KUTIPAN TEKS:
=-=-=
Artinya, kita harus meyakini ijtihad para sahabat semuanya berdasarkan
metodologi, meskipun mereka tidak selalu menjelaskan hal tersebut.
Pada masa tabi’in penggalian hukum syara’
semakin meluas dan banyak para ulama’ tabi’in yang memberikan fatwa seperti
Said bin Muayyat, Al-qammah bin Qaiys dan Ibrahim An-Nasyai di Irak sebagai
pemberi fatwa mereka menggunakan Al-Quran dan Hadist dan fatwa sahabat. Jika
tidak terdapat keterangan dari Naskh maka mereka menetapkan hukum dengan
mempertimbangkan kemashlahatan dan dengan jalan Qiyas. Jalan yang ditempuh oleh
Ibrahim An-Nakha’i dan Fuqaha’ Irak dalam menetapkan hukum adalah dengan
menetapkan illat (titik persamaan) yang digunakan untuk mengkiyaskan
permasalahan yang bermacam-macam.
=-=-=
SOAL SINGKAT: Bisakah Anda menyalin tanpa perubahan bagian kutipan tentang ijtihad di atas, dari "Artinya, kita harus" sampai dengan "permasalahan yang bermacam-macam."? Baris-baris berikut merupakan bahan tersendiri yang terpisah dari kutipan tentang ijtihad.

DAFTAR BARIS:
=-=-=
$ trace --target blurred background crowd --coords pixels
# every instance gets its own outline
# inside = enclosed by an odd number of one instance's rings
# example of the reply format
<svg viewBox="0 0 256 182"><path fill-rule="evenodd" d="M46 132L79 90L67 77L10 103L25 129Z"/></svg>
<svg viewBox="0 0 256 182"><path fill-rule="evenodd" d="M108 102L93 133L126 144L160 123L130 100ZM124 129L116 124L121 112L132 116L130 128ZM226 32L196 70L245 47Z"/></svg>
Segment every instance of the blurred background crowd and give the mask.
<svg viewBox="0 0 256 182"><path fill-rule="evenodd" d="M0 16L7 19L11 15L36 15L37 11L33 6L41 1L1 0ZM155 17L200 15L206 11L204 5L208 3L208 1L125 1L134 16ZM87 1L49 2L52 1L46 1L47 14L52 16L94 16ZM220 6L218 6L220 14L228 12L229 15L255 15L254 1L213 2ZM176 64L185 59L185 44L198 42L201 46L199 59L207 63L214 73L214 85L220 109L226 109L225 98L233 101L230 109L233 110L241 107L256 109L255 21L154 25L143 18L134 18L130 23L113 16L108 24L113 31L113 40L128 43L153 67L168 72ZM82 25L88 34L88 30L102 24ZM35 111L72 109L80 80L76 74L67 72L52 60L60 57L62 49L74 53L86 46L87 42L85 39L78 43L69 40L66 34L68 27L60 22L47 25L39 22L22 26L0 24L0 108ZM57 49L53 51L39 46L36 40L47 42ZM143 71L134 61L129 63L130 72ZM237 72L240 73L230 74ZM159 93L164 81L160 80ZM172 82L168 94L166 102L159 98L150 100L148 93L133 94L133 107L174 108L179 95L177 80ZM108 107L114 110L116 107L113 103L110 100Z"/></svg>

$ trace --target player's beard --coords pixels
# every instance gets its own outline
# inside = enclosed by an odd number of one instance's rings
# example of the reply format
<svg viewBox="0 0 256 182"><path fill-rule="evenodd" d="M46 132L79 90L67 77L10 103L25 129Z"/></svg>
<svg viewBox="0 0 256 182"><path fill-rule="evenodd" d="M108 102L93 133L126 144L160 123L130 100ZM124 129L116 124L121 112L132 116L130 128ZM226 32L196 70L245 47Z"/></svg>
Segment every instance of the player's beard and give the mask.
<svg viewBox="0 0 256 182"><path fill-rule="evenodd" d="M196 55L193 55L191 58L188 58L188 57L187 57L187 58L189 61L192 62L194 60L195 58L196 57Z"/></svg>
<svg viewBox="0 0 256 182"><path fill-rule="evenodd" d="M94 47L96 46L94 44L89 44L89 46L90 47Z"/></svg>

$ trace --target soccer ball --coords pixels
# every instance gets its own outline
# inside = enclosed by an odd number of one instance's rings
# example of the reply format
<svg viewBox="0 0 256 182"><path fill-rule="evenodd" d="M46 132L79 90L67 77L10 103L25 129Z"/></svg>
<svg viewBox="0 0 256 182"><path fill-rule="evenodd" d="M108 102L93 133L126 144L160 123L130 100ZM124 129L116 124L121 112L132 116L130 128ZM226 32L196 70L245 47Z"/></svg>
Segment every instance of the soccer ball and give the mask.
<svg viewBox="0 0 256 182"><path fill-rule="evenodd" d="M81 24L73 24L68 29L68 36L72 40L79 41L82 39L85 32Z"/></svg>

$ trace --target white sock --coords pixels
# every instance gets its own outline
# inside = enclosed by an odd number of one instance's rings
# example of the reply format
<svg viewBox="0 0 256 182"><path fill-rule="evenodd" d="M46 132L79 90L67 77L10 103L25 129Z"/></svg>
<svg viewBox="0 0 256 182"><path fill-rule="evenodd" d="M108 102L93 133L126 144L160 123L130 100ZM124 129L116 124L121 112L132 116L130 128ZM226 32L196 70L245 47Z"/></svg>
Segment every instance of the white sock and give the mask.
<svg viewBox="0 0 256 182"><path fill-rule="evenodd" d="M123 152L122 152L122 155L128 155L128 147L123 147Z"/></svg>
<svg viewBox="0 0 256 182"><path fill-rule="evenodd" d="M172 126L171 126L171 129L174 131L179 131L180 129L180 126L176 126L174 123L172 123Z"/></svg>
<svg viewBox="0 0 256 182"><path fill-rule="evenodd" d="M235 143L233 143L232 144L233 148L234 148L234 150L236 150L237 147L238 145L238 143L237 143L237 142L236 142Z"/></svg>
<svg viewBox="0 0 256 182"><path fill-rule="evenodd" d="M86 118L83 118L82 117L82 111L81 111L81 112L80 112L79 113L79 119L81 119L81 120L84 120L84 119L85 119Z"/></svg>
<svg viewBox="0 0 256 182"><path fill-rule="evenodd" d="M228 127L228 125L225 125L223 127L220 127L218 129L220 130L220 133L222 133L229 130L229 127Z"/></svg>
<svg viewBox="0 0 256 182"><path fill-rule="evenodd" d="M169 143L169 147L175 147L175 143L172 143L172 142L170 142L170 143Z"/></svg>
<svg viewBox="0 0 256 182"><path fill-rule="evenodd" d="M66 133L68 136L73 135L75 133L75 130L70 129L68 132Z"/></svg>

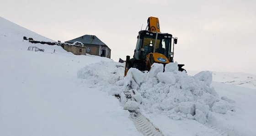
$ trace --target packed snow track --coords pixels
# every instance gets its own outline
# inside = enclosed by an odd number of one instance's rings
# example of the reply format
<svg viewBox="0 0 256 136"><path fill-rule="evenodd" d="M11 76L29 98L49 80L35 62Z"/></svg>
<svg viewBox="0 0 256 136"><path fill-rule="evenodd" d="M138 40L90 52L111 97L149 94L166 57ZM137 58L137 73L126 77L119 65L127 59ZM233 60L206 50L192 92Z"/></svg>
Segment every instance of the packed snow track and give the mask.
<svg viewBox="0 0 256 136"><path fill-rule="evenodd" d="M159 129L155 127L149 119L140 113L130 112L130 118L138 131L145 136L164 136Z"/></svg>

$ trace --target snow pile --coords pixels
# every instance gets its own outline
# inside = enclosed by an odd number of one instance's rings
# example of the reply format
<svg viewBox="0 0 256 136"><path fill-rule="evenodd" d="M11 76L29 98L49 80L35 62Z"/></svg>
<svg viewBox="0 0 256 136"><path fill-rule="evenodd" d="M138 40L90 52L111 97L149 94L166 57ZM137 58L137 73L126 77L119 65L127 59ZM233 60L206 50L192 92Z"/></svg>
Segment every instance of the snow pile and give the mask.
<svg viewBox="0 0 256 136"><path fill-rule="evenodd" d="M163 65L155 63L149 72L131 68L123 78L123 68L115 63L101 62L89 65L78 71L78 76L101 86L102 90L119 99L125 110L139 108L147 113L163 114L175 120L195 119L203 124L213 112L223 114L235 111L234 102L226 97L219 98L210 87L212 76L209 71L188 76L178 71L175 62L166 64L163 73Z"/></svg>

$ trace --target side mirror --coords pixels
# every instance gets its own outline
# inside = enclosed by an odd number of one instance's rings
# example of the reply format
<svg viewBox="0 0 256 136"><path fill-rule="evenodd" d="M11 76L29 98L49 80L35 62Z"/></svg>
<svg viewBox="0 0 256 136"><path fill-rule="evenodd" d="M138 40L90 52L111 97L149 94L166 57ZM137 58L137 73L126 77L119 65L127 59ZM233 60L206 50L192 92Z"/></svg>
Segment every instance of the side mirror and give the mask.
<svg viewBox="0 0 256 136"><path fill-rule="evenodd" d="M177 44L177 42L178 42L178 38L175 37L174 38L174 44Z"/></svg>

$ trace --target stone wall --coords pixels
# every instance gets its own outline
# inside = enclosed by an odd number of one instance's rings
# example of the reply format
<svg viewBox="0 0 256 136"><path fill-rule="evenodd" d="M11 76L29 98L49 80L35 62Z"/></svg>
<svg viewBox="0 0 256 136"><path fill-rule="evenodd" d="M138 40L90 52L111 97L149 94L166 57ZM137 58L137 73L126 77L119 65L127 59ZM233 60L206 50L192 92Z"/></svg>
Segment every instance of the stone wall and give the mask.
<svg viewBox="0 0 256 136"><path fill-rule="evenodd" d="M75 45L64 45L63 48L67 52L71 52L75 55L86 55L86 47Z"/></svg>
=-=-=
HASIL:
Artinya, kita harus meyakini ijtihad para sahabat semuanya berdasarkan
metodologi, meskipun mereka tidak selalu menjelaskan hal tersebut.
Pada masa tabi’in penggalian hukum syara’
semakin meluas dan banyak para ulama’ tabi’in yang memberikan fatwa seperti
Said bin Muayyat, Al-qammah bin Qaiys dan Ibrahim An-Nasyai di Irak sebagai
pemberi fatwa mereka menggunakan Al-Quran dan Hadist dan fatwa sahabat. Jika
tidak terdapat keterangan dari Naskh maka mereka menetapkan hukum dengan
mempertimbangkan kemashlahatan dan dengan jalan Qiyas. Jalan yang ditempuh oleh
Ibrahim An-Nakha’i dan Fuqaha’ Irak dalam menetapkan hukum adalah dengan
menetapkan illat (titik persamaan) yang digunakan untuk mengkiyaskan
permasalahan yang bermacam-macam.